Document passage:
Recall that cursors are one way to loop through records within a table (or several tables joined together) and perform a certain action on each affected record. SQL Server supports three functions that can help you while working with cursors: @@FETCH_STATUS, @@CURSOR_ROWS, and CURSOR_STATUS. Cursor functions are non-deterministic.

In order to understand how cursor functions work, you must first be familiar with the cursor's life cycle. Although there is not room to go into a detailed discussion of cursors, the typical cursor life cycle is as follows:

  • The cursor is declared using the DECLARE CURSOR statement—this simply creates a cursor within SQL Server memory.

  • The cursor is OPENED—at this point, you can start populating the cursor with rows. (However, the cursor doesn't have any data yet.)

  • The cursor is populated by using the FETCH keyword.

  • A WHILE loop is executed within the cursor to do some work with the rows in the cursor, with the condition that FETCH command is successful.

  • The cursor is CLOSED. At this point, you can't populate the cursor with additional rows, nor can you work with rows within the cursor. However, you can reopen the cursor with the OPEN keyword and perform additional work with the cursor.

  • Finally, the cursor is DEALLOCATED. At this point, the cursor representation is destroyed and the cursor cannot be resurrected.

If you don't know much about cursors or if you need a refresher, please refer to the SQL Server online documentation for details.

@@FETCH_STATUS

The most commonly used cursor function is @@FETCH_STATUS. This function determines whether FETCH keyword has successfully moved to a row within the cursor.

Given data:
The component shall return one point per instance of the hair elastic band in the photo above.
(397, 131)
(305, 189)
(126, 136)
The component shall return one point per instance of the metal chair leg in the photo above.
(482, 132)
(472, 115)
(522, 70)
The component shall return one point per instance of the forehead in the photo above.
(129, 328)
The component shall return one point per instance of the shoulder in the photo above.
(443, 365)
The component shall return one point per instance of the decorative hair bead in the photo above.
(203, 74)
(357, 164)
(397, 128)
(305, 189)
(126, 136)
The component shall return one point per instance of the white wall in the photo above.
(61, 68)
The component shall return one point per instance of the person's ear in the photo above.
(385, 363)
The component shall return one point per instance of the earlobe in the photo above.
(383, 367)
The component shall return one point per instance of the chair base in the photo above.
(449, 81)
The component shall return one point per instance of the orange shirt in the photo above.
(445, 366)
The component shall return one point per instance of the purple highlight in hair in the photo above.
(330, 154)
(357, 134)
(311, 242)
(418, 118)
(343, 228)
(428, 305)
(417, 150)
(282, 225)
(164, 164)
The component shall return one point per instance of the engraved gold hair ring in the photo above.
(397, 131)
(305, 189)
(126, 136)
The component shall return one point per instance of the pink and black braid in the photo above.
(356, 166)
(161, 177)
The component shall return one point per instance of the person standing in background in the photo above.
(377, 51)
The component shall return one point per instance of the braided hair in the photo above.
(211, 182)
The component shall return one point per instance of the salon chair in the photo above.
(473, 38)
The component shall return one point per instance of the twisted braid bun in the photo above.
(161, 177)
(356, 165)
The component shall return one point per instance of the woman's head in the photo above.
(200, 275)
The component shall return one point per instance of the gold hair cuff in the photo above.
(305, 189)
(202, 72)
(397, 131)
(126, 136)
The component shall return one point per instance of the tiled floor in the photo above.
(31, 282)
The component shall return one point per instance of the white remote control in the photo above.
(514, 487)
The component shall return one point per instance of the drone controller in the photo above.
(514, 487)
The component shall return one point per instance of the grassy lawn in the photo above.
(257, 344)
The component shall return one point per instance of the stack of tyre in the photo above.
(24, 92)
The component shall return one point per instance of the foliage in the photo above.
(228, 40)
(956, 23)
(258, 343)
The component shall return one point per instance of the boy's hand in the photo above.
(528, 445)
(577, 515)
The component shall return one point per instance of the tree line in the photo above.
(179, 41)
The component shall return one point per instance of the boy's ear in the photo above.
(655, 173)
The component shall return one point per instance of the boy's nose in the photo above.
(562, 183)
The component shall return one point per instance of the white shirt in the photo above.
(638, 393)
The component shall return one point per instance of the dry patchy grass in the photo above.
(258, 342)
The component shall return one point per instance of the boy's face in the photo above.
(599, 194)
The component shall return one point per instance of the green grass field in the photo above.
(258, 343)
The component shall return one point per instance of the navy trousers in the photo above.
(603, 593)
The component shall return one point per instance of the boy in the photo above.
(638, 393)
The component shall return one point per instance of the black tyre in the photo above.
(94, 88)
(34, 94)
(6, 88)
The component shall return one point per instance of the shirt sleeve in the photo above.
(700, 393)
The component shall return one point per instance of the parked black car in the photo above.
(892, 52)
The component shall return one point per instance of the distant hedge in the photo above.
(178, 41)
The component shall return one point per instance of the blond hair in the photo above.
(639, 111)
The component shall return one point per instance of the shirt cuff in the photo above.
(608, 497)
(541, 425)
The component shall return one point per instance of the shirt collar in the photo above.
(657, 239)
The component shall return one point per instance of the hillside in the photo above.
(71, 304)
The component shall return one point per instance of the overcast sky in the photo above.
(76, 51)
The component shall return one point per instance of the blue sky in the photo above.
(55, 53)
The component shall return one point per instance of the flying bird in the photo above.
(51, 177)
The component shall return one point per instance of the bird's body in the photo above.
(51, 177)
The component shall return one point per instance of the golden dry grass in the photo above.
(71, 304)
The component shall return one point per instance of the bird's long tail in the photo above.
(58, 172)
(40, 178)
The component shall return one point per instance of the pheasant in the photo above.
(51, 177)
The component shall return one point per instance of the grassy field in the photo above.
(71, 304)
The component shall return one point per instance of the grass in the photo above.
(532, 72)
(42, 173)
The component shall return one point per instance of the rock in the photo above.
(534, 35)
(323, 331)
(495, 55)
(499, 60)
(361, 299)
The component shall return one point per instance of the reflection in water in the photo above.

Parts of the exercise:
[a] From the listing, pull out every line that contains the word "tyre".
[b] Take the passage on SQL Server cursor functions further, beginning right after its last sentence.

Set of answers:
[a]
The component shall return one point per instance of the stack of tyre in the photo above.
The component shall return one point per instance of the black tyre in the photo above.

[b]
NOTE

Note: Typically, the FETCH command is used to move to the next row, but that is not always the case. You can use FETCH to move to the previous row or to a particular row within the cursor. Please refer to the SQL Server online documentation for more information about the syntax of FETCH [NEXT, PRIOR, ABSOLUTE, RELATIVE].

@@FETCH_STATUS can take one of the following three values:

@@FETCH_STATUS Value

Meaning

0

A successful fetch of a row within a cursor

-1

FETCH has failed, which can mean that we're at the beginning (or end) or the set of records within the cursor. Alternatively, this can also mean that we attempted grabbing a record that does not exist. For instance, if you attempt to grab the one-hundredth record within a cursor that has 40 records, the FETCH status will be –1.

-2

The fetched row is missing, which means that the record you're trying to fetch has been deleted or its key has been updated since you opened the cursor.


For example, the following cursor returns the names of authors with the last name of Ringer. Although the cursor fetches rows successfully, the @@FETCH_STATUS is 0. Once we get to the end of the result set, @@FETCH_STATUS becomes –1:

SET NOCOUNT ON 
DECLARE @last_name VARCHAR(20), @first_name VARCHAR(20)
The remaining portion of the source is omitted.